┌─ RECORDS SUPPLIED

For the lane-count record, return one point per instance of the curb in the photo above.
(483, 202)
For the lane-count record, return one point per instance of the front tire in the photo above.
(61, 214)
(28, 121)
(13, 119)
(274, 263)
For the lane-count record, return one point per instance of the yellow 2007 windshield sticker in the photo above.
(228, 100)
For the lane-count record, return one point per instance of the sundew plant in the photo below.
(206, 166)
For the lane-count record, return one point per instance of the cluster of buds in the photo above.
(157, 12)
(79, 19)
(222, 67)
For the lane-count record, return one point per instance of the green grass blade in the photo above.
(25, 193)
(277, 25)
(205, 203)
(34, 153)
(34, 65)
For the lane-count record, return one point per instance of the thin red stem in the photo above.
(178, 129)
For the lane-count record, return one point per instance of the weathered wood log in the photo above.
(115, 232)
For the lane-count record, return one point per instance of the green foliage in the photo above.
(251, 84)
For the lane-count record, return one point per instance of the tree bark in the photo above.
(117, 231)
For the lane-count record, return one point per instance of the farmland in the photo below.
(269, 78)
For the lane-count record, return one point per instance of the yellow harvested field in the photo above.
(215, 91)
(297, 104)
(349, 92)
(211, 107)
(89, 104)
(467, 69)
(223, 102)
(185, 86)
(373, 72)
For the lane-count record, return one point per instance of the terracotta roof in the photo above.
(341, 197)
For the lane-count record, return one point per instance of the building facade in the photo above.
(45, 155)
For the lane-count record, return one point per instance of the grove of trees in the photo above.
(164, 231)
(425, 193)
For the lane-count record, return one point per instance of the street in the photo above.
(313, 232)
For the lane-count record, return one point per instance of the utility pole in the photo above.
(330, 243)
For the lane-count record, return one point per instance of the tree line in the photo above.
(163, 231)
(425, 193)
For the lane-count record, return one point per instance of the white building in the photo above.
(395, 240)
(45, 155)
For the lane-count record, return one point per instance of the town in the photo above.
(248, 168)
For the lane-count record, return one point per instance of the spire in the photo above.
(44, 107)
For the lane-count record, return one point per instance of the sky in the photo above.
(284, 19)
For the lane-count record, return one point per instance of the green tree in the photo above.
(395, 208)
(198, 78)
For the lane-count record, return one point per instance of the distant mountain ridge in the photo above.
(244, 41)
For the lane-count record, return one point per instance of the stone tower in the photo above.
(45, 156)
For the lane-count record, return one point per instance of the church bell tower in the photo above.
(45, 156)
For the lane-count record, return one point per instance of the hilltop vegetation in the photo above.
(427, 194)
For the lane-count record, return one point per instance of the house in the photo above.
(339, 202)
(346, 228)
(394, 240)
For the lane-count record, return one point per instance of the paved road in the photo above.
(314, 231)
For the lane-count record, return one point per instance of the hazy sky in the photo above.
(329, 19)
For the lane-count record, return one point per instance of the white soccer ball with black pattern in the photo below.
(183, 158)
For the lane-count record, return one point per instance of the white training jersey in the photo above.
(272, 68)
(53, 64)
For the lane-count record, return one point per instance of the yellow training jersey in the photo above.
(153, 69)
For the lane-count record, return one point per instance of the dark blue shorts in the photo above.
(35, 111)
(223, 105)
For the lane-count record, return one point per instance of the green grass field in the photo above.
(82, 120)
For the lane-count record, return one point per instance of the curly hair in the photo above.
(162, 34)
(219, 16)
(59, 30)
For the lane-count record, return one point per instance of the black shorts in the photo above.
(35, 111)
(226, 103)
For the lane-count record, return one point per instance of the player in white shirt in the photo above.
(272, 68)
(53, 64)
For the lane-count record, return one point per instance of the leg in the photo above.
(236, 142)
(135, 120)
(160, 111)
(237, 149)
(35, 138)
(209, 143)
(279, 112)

└─

Present every one of the records above as a numbered list, leaving out any blank lines.

1. For the lane-count record, return one point per instance of the curb in the photo above.
2. (483, 202)
3. For the lane-count record, return one point per instance of the front tire in the photo above.
4. (61, 214)
5. (28, 121)
6. (13, 119)
7. (274, 263)
8. For the lane-count record, return one point per instance of the yellow 2007 windshield sticker in the photo above.
9. (228, 100)
10. For the lane-count record, return one point per instance of the sundew plant in the photo below.
11. (206, 166)
12. For the lane-count record, return one point per instance of the cluster of buds in the photo above.
13. (157, 12)
14. (79, 19)
15. (222, 67)
16. For the lane-count record, return one point per instance of the green grass blade in the photo above.
17. (25, 193)
18. (277, 25)
19. (205, 203)
20. (34, 153)
21. (34, 65)
22. For the lane-count record, return one point per instance of the thin red stem in the photo above.
23. (178, 129)
24. For the lane-count record, return one point per instance of the weathered wood log in the photo above.
25. (115, 232)
26. For the lane-count record, return one point per instance of the green foliage in the photo above.
27. (251, 84)
28. For the lane-count record, return one point per instance of the tree bark in the photo above.
29. (117, 231)
30. For the lane-count record, return one point per instance of the farmland in the photo below.
31. (269, 78)
32. For the lane-count record, return one point per instance of the yellow harvested field in the photo above.
33. (215, 91)
34. (297, 104)
35. (349, 92)
36. (211, 107)
37. (89, 104)
38. (467, 69)
39. (223, 102)
40. (185, 86)
41. (373, 72)
42. For the lane-count record, return one point per instance of the terracotta roof in the photo above.
43. (341, 197)
44. For the lane-count record, return one point per instance of the building facade in the photo above.
45. (45, 155)
46. For the lane-count record, return one point per instance of the grove of trees in the photo above.
47. (164, 231)
48. (425, 193)
49. For the lane-count record, return one point per instance of the street in the photo above.
50. (313, 232)
51. For the lane-count record, return one point per instance of the utility pole in the photo above.
52. (330, 243)
53. For the lane-count record, return one point per instance of the tree line in the photo above.
54. (163, 231)
55. (425, 193)
56. For the lane-count record, return one point per instance of the white building in the photo above.
57. (395, 240)
58. (45, 155)
59. For the lane-count record, return one point per instance of the town in the photo above.
60. (248, 168)
61. For the lane-count record, return one point per instance of the spire in the photo above.
62. (44, 107)
63. For the lane-count record, return one point per instance of the sky in the photo above.
64. (284, 19)
65. For the lane-count record, return one point per instance of the green tree in the photo above.
66. (395, 208)
67. (198, 78)
68. For the lane-count record, return one point per instance of the distant mountain ridge in the photo above.
69. (244, 41)
70. For the lane-count record, return one point per instance of the stone tower in the photo above.
71. (45, 156)
72. For the lane-count record, return one point per instance of the church bell tower in the photo above.
73. (45, 156)
74. For the lane-count record, return one point per instance of the hilltop vegetation in the photo above.
75. (427, 194)
76. For the lane-count record, return one point per instance of the house in the photo above.
77. (339, 202)
78. (346, 228)
79. (394, 240)
80. For the lane-count record, return one point per instance of the paved road in the photo above.
81. (314, 231)
82. For the lane-count record, return one point per instance of the hazy sky in the photo above.
83. (329, 19)
84. For the lane-count record, return one point per instance of the white soccer ball with black pattern in the photo below.
85. (183, 158)
86. For the lane-count record, return one point per instance of the white training jersey in the photo above.
87. (272, 68)
88. (53, 64)
89. For the lane-count record, return one point per instance of the yellow training jersey in the photo above.
90. (153, 69)
91. For the lane-count record, return one point per instance of the dark blue shorts in the photo above.
92. (35, 111)
93. (223, 105)
94. For the lane-count record, return one point per instance of the green grass field in the photo above.
95. (82, 120)
96. For the lane-count record, return one point per instance of the curly hair in the photo above.
97. (162, 34)
98. (219, 16)
99. (59, 30)
100. For the lane-count record, return one point per instance of the black shorts in the photo above.
101. (35, 111)
102. (226, 103)
103. For the lane-count record, return one point per instance of the player in white shirt in the photo above.
104. (272, 68)
105. (53, 64)
106. For the lane-count record, return one point per instance of the leg in the photo above.
107. (236, 142)
108. (135, 120)
109. (160, 111)
110. (237, 149)
111. (35, 138)
112. (209, 143)
113. (279, 112)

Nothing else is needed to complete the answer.